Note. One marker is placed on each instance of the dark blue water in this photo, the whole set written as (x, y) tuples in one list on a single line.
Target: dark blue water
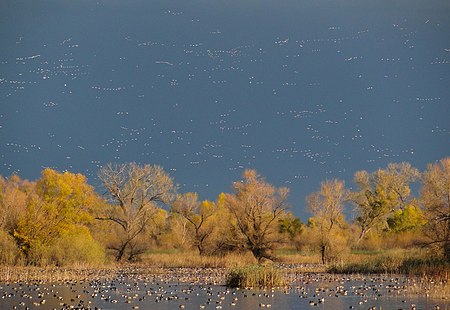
[(136, 294), (299, 90)]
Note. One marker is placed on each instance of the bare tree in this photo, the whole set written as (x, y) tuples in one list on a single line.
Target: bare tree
[(256, 206), (199, 217), (435, 197), (134, 192), (327, 206)]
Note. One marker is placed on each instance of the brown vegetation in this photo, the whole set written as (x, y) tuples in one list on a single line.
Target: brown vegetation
[(59, 220)]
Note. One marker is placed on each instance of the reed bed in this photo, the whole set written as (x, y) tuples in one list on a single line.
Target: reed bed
[(256, 276), (194, 260), (54, 274)]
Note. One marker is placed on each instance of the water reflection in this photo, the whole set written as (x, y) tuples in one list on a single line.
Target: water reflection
[(306, 292)]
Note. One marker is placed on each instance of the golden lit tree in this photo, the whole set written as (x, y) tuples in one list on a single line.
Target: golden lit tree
[(59, 204), (381, 193), (435, 197), (199, 216), (327, 207)]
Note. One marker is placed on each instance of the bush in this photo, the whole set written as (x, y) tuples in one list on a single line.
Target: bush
[(77, 247), (256, 276)]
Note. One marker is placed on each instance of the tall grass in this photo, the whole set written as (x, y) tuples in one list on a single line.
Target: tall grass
[(256, 276), (194, 260), (410, 262)]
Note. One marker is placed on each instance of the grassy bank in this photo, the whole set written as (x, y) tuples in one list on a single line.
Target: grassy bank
[(256, 276)]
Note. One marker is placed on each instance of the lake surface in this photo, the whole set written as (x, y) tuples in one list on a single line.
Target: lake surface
[(308, 291)]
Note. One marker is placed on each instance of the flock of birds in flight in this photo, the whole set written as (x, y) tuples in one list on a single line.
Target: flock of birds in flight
[(311, 131)]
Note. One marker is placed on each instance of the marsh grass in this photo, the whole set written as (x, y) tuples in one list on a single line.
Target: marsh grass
[(194, 260), (256, 276), (55, 274), (410, 262)]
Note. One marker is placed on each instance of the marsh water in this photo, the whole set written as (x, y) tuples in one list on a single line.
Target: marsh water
[(307, 291)]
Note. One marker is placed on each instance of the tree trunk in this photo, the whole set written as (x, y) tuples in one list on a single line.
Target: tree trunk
[(447, 243), (121, 252), (322, 251)]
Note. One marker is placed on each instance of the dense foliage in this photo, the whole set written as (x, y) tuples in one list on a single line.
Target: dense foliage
[(60, 219)]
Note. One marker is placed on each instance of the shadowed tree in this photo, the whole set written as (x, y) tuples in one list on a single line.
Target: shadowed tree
[(327, 207), (435, 197), (381, 193), (292, 227), (255, 207), (134, 192), (199, 216)]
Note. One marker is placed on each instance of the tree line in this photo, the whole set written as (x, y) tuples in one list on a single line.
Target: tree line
[(60, 219)]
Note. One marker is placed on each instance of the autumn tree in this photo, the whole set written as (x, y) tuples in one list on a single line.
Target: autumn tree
[(199, 217), (292, 227), (381, 193), (13, 197), (255, 207), (135, 192), (435, 197), (58, 205), (327, 207)]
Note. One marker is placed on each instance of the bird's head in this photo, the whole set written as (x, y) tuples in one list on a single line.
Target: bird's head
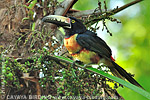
[(70, 24)]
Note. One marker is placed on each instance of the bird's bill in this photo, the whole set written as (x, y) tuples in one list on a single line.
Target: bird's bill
[(58, 20)]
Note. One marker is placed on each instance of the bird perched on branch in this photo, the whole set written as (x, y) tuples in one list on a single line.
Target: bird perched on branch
[(86, 46)]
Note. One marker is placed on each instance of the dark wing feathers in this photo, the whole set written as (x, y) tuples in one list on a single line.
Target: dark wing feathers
[(92, 42)]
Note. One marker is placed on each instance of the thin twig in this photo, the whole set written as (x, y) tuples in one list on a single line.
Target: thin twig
[(114, 11)]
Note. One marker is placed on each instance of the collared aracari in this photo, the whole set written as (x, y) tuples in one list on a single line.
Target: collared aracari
[(87, 47)]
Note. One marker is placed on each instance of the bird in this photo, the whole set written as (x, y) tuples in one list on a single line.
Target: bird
[(87, 47)]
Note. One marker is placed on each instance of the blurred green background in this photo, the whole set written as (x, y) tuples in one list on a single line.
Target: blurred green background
[(130, 42)]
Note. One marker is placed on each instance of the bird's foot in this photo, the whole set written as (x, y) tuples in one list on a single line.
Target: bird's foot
[(72, 67)]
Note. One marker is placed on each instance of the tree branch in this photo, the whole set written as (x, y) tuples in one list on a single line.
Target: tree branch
[(64, 7), (111, 12)]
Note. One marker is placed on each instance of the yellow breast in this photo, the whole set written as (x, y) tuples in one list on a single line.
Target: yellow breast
[(71, 44)]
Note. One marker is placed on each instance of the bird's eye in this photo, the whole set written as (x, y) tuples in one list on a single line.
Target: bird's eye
[(73, 21)]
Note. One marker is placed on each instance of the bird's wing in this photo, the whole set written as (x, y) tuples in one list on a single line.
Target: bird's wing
[(92, 42)]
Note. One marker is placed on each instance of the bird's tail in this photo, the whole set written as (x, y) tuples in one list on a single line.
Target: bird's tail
[(121, 73)]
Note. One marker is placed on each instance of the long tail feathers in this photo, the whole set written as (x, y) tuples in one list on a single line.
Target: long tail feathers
[(121, 73)]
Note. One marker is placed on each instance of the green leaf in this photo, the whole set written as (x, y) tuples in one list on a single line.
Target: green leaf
[(32, 4), (33, 26), (124, 83)]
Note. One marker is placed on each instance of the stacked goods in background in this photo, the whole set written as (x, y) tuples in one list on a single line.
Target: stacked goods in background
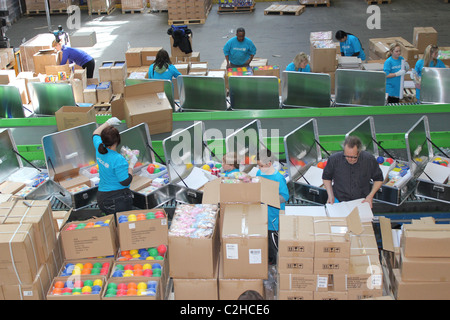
[(14, 9), (136, 5), (323, 258), (417, 260), (101, 6), (30, 249), (186, 10)]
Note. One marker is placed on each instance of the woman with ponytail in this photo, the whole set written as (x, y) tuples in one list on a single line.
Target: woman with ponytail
[(350, 45), (115, 172), (429, 60)]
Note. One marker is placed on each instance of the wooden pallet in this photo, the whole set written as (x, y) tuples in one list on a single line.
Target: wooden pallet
[(133, 11), (278, 9), (100, 12), (238, 9), (315, 3), (377, 1)]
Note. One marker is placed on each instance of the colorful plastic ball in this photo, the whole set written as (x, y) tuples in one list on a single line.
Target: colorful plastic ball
[(153, 252)]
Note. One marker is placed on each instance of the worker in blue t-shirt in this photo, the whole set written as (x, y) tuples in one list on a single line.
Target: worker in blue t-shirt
[(429, 60), (115, 172), (300, 63), (239, 50), (394, 72), (268, 171), (77, 56), (350, 45), (163, 68)]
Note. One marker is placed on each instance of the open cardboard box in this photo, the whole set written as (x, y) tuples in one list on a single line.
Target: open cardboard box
[(145, 102)]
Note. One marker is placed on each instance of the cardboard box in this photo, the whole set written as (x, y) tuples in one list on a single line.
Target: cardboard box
[(330, 295), (231, 289), (424, 36), (142, 234), (244, 241), (7, 76), (197, 289), (426, 240), (364, 273), (133, 57), (147, 103), (69, 117), (295, 295), (90, 242), (297, 282), (83, 39), (194, 258), (323, 59), (419, 290), (176, 51), (295, 265), (425, 269), (296, 236), (37, 213), (118, 71), (45, 58), (104, 71), (148, 55), (20, 262)]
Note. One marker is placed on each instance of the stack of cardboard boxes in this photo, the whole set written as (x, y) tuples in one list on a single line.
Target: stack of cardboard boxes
[(30, 250), (325, 258), (417, 267), (186, 10)]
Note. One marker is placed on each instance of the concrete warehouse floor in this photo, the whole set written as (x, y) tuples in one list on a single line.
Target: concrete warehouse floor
[(277, 37)]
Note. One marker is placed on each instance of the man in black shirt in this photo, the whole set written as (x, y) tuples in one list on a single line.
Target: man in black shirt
[(348, 173)]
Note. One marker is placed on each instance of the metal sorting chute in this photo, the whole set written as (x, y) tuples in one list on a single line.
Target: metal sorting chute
[(303, 153), (434, 85), (138, 138), (168, 88), (390, 193), (245, 143), (185, 153), (11, 165), (202, 93), (64, 151), (10, 102), (360, 88), (432, 178), (47, 98), (306, 89), (254, 92)]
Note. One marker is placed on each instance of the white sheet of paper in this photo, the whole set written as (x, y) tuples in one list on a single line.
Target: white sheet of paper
[(343, 209), (314, 211), (313, 177)]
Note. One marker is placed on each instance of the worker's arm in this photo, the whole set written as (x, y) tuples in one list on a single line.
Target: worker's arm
[(328, 186), (376, 186)]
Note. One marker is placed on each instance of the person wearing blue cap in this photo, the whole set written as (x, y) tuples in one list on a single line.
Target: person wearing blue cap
[(239, 50), (350, 45)]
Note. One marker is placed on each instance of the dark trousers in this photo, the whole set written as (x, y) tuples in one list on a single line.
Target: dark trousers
[(273, 246), (89, 66), (115, 201), (393, 99)]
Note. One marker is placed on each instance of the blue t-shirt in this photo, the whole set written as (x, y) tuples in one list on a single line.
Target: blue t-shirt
[(274, 213), (112, 168), (291, 67), (239, 52), (170, 73), (74, 55), (392, 65), (351, 46), (227, 173), (419, 66)]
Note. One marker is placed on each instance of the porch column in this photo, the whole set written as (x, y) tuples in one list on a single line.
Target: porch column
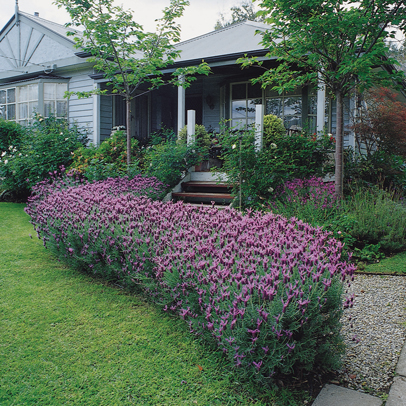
[(321, 108), (259, 127), (96, 117), (181, 105), (191, 125)]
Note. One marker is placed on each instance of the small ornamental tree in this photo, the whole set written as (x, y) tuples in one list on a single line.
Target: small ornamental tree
[(126, 54), (336, 44)]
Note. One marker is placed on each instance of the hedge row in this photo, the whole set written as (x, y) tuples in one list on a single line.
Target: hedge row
[(266, 289)]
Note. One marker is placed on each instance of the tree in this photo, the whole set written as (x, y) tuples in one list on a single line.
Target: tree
[(126, 55), (333, 43), (244, 12), (381, 123)]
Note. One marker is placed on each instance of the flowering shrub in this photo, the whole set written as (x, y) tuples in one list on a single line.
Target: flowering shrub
[(46, 146), (259, 173), (266, 289), (108, 160)]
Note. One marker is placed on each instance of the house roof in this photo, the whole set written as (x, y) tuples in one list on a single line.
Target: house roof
[(232, 40), (50, 25)]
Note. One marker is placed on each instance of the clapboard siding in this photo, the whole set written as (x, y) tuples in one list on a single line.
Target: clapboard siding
[(106, 116)]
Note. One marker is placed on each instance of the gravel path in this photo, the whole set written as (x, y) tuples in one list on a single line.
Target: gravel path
[(377, 323)]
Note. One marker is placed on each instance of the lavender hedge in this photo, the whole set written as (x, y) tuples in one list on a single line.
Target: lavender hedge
[(265, 289)]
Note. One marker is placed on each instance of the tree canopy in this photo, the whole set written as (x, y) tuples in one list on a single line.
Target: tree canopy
[(244, 12), (127, 55), (337, 44)]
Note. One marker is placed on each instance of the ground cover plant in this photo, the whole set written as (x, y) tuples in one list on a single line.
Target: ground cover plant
[(266, 290), (370, 221), (69, 339)]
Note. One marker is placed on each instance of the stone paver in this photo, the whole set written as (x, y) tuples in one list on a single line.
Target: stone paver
[(397, 393), (401, 367), (333, 395)]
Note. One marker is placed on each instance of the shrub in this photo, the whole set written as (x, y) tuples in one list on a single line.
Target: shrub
[(107, 160), (201, 135), (310, 200), (381, 123), (10, 135), (258, 174), (375, 216), (379, 168), (265, 289), (273, 129), (169, 161), (46, 146)]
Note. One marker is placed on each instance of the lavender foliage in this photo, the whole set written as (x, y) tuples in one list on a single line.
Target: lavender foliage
[(267, 290)]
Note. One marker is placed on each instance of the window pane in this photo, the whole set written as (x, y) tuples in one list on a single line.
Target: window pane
[(238, 124), (273, 106), (251, 107), (61, 88), (32, 108), (23, 93), (61, 109), (11, 96), (48, 108), (23, 110), (33, 92), (238, 109), (313, 105), (11, 112), (254, 91), (49, 91), (292, 106), (239, 91), (292, 122)]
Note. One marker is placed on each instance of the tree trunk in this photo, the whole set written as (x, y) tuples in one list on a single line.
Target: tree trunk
[(128, 125), (339, 157)]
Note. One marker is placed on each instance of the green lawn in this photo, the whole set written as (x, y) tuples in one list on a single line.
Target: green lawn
[(67, 339)]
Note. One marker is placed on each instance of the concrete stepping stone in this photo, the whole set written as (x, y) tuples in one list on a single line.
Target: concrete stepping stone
[(397, 393), (333, 395)]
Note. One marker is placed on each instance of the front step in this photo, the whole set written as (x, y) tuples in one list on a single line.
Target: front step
[(204, 192)]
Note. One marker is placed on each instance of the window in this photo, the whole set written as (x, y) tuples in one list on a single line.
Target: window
[(21, 102), (8, 104), (54, 103), (244, 98), (288, 107), (27, 103)]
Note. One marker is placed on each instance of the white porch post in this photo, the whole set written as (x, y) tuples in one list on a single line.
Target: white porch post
[(181, 106), (259, 127), (96, 117), (321, 108), (191, 124)]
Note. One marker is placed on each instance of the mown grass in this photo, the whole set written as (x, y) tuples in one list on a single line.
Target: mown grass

• [WORK TO BE COMPLETED]: Rewrite the lines of the items above as a JSON list of strings with one string per line, beginning at the line that contains "Note. One marker is placed on each instance of the worker's" and stopping after the line that contains "[(239, 50), (350, 45)]". Leave out any blank lines.

• [SOLUTION TO THIS TASK]:
[
  "Note. One marker is placed on each instance of the worker's arm in this photo, the whole set written as (x, y) tuples in one list on a single line.",
  "Target: worker's arm",
  "[(328, 186), (376, 186)]",
  "Note. One marker is placed on each instance of the person wearing blue cap in this photo, the whole set written as (x, y) tuples in one list on a single line.",
  "Target: person wearing blue cap",
  "[(239, 50), (350, 45)]"
]